:: MATERIAL FOR THIS EXERCISE

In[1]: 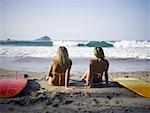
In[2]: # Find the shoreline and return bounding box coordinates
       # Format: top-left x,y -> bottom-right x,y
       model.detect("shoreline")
0,69 -> 150,113
0,57 -> 150,74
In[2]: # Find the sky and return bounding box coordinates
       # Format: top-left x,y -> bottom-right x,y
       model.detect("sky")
0,0 -> 150,40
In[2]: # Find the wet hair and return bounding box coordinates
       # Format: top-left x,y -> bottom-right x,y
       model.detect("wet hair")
57,46 -> 69,67
94,47 -> 105,59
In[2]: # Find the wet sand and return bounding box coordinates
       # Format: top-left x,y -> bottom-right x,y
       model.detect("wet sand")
0,69 -> 150,113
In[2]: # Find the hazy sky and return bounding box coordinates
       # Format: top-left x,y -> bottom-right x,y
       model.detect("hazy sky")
0,0 -> 150,40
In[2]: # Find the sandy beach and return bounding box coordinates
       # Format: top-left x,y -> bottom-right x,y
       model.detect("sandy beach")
0,69 -> 150,113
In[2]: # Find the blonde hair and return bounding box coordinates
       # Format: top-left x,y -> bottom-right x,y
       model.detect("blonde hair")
94,47 -> 105,60
57,46 -> 69,67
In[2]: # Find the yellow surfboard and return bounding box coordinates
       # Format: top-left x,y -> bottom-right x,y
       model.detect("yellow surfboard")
112,78 -> 150,98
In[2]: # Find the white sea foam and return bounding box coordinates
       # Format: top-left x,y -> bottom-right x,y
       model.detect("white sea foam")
113,40 -> 150,48
0,46 -> 150,59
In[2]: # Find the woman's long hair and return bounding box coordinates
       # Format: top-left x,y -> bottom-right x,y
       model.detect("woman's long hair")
57,46 -> 69,68
94,47 -> 105,60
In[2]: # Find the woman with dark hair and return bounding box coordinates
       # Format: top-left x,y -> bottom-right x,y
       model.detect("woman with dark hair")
81,47 -> 109,87
46,46 -> 72,87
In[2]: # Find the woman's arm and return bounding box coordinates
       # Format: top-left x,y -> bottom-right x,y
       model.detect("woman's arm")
65,60 -> 72,87
48,62 -> 53,77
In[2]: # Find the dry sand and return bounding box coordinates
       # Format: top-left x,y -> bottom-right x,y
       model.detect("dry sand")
0,69 -> 150,113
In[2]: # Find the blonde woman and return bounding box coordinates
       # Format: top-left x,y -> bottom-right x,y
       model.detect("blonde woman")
46,46 -> 72,88
81,47 -> 109,87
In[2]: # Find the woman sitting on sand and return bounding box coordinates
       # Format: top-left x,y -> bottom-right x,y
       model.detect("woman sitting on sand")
81,47 -> 109,87
46,46 -> 72,87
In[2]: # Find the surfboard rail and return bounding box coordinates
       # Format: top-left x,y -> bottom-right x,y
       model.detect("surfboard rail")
112,77 -> 150,98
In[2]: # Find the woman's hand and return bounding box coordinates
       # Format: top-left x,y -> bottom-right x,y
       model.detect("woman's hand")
45,76 -> 49,80
65,86 -> 74,90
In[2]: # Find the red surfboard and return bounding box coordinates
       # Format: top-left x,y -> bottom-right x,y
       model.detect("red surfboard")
0,74 -> 28,98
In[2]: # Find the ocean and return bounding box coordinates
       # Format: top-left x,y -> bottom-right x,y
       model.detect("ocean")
0,40 -> 150,73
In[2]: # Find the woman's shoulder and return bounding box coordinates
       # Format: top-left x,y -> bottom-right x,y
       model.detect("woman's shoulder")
69,59 -> 72,65
89,59 -> 109,64
51,59 -> 58,65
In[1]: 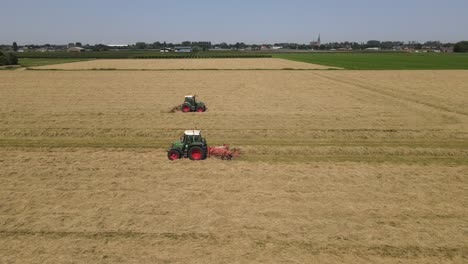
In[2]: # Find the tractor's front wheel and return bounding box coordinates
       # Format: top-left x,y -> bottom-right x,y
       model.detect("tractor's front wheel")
188,146 -> 205,160
182,105 -> 190,113
167,149 -> 181,160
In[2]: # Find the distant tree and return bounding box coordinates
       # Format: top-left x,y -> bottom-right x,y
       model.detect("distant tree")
453,41 -> 468,52
380,41 -> 394,50
219,42 -> 230,49
367,40 -> 380,48
151,41 -> 163,49
91,44 -> 109,51
0,51 -> 18,66
135,42 -> 147,49
0,51 -> 8,66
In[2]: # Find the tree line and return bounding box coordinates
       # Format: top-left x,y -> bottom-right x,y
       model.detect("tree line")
0,40 -> 468,52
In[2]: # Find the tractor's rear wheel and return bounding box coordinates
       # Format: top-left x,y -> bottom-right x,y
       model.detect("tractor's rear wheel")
182,105 -> 190,113
167,149 -> 181,160
188,146 -> 205,160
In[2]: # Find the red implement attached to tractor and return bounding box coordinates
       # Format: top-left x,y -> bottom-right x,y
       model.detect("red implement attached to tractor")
208,144 -> 240,160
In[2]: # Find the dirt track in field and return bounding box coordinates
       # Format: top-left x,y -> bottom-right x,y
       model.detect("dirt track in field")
0,67 -> 468,263
34,58 -> 336,70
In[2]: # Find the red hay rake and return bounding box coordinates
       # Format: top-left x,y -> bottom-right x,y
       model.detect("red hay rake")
208,144 -> 240,160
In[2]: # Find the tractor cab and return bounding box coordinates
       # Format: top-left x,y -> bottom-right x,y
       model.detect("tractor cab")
167,130 -> 208,160
182,130 -> 206,145
181,95 -> 206,113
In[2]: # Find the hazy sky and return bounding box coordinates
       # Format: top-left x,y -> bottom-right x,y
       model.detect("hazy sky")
0,0 -> 468,45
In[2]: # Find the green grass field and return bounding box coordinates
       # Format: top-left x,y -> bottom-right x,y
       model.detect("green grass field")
18,51 -> 468,70
273,52 -> 468,70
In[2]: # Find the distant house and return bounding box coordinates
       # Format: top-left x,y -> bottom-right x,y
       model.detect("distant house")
174,46 -> 192,52
67,47 -> 85,52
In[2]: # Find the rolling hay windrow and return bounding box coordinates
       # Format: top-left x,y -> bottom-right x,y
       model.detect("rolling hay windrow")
31,58 -> 333,70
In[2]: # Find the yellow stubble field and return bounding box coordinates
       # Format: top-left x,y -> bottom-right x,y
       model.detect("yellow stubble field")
0,65 -> 468,263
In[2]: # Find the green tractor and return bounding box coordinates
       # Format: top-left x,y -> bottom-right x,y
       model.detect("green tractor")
167,130 -> 208,160
180,95 -> 206,113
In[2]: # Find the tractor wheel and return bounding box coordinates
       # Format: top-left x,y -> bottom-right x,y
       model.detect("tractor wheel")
167,149 -> 180,160
188,146 -> 205,160
182,105 -> 190,113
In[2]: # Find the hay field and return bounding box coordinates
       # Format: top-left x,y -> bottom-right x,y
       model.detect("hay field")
31,58 -> 337,70
0,67 -> 468,263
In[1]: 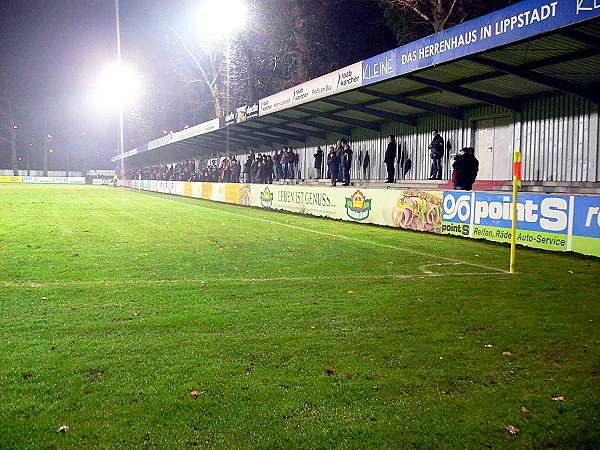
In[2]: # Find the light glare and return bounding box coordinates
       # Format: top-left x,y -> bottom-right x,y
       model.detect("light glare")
97,63 -> 140,108
199,0 -> 248,35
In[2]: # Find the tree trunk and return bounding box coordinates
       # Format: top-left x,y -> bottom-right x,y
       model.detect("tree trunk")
10,125 -> 19,176
292,1 -> 312,83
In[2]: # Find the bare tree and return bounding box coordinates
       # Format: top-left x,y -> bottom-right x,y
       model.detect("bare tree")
0,82 -> 19,176
380,0 -> 516,42
382,0 -> 465,33
172,31 -> 228,117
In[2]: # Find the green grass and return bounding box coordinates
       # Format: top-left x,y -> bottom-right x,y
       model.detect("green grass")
0,186 -> 600,449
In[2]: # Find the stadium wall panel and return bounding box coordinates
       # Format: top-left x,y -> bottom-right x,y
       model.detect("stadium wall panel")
119,180 -> 600,256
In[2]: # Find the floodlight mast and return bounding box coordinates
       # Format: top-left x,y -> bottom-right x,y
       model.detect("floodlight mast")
115,0 -> 124,177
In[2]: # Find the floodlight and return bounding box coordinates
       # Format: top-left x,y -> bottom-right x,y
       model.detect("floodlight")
97,63 -> 140,109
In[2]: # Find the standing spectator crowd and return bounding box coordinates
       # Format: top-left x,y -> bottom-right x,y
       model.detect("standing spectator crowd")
125,156 -> 241,183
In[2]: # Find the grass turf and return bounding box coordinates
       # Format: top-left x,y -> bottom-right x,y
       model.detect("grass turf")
0,186 -> 600,448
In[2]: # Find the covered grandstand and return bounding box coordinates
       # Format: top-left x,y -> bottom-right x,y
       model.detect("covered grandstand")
113,0 -> 600,192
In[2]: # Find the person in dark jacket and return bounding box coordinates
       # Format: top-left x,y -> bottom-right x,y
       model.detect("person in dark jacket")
244,158 -> 252,183
327,145 -> 335,180
327,147 -> 340,187
273,150 -> 283,181
341,139 -> 352,186
429,130 -> 444,180
265,155 -> 273,184
383,134 -> 398,183
231,157 -> 241,183
250,158 -> 260,183
315,146 -> 323,180
281,147 -> 290,180
452,147 -> 479,191
363,150 -> 371,180
335,139 -> 344,181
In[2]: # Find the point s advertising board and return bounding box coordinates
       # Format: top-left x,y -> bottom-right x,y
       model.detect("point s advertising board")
363,0 -> 600,85
442,192 -> 600,256
119,180 -> 600,256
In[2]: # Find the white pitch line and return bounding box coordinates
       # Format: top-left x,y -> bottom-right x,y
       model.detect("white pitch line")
143,191 -> 513,275
0,271 -> 507,289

::::

> _YOUR INSTRUCTIONS_
Count the lines in the rows above that contain the string "bare", treating case as significant. Give only the number.

> _ANSWER TO THIS TASK_
2